**Passage**

________________

Labor Law — Part-Time Employment

Part-Time Worker Rights in Israel
All Benefits Are Proportional

Working part-time does not mean working with fewer rights — it means your rights are calculated proportionally. Adv. Liron Yitzhak Elmaliach helps part-time workers in Israel claim every benefit they are entitled to.

Proportional Calculation of All Employment Rights

Israeli labor law applies to part-time workers in exactly the same way as to full-time workers — but rights are scaled to your scope of employment. This proportionality principle covers every statutory benefit without exception.

Severance pay: Calculated on your actual monthly salary for each year worked. A worker earning ₪4,000 per month at 50% scope who is dismissed after 5 years is entitled to ₪20,000 in severance — exactly as a full-time worker earning ₪8,000 would receive ₪40,000.

Annual leave: The number of leave days is proportional. If statute grants 14 days to a full-time employee in the first five years, a 60%-scope worker receives 8.4 days. Partial days are rounded and cannot be taken below the statutory floor.

Recuperation pay (dmei havra'a): Paid once or twice a year and fully proportional to scope. After one year of employment the entitlement begins. A common violation is employers paying the full rate only to full-time staff and ignoring part-timers entirely.

Sick leave: Accrues at the same rate — 1.5 days per month — regardless of employment scope, up to a ceiling of 90 days. The daily sick pay amount is proportional to salary, but the number of days accrued is not reduced.

Pension contributions: Both employer and employee contributions are applied to actual salary from day one (or after three months for employees without a prior pension). The percentages are identical to those for full-time workers — only the base amount differs.

Common Violations Against Part-Time Workers

Part-time workers are among the most frequently exploited groups in the Israeli labor market. Employers — sometimes through ignorance, sometimes deliberately — apply the rules incorrectly. The most common violations include:

Failure to calculate proportionally: The employer pays recuperation pay or leave only to full-time staff, or uses an incorrect calculation base that understates the part-timer's entitlements.

________________

**Data block**
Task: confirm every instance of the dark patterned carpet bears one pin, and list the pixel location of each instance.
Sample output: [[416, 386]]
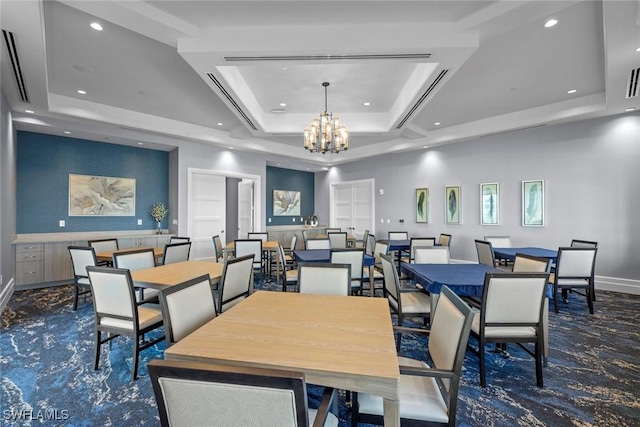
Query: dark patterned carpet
[[593, 377]]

________________

**Things to do**
(A) According to the passage on part-time worker rights, how many days of sick leave accrue each month?
(B) Edit the passage on part-time worker rights between "Annual leave: The" and "is not reduced.", inclusive, replacing "ceiling" with "cap".

**Answers provided**
(A) 1.5 days per month, up to a ceiling of 90 days.

(B)
Annual leave: The number of leave days is proportional. If statute grants 14 days to a full-time employee in the first five years, a 60%-scope worker receives 8.4 days. Partial days are rounded and cannot be taken below the statutory floor.

Recuperation pay (dmei havra'a): Paid once or twice a year and fully proportional to scope. After one year of employment the entitlement begins. A common violation is employers paying the full rate only to full-time staff and ignoring part-timers entirely.

Sick leave: Accrues at the same rate — 1.5 days per month — regardless of employment scope, up to a cap of 90 days. The daily sick pay amount is proportional to salary, but the number of days accrued is not reduced.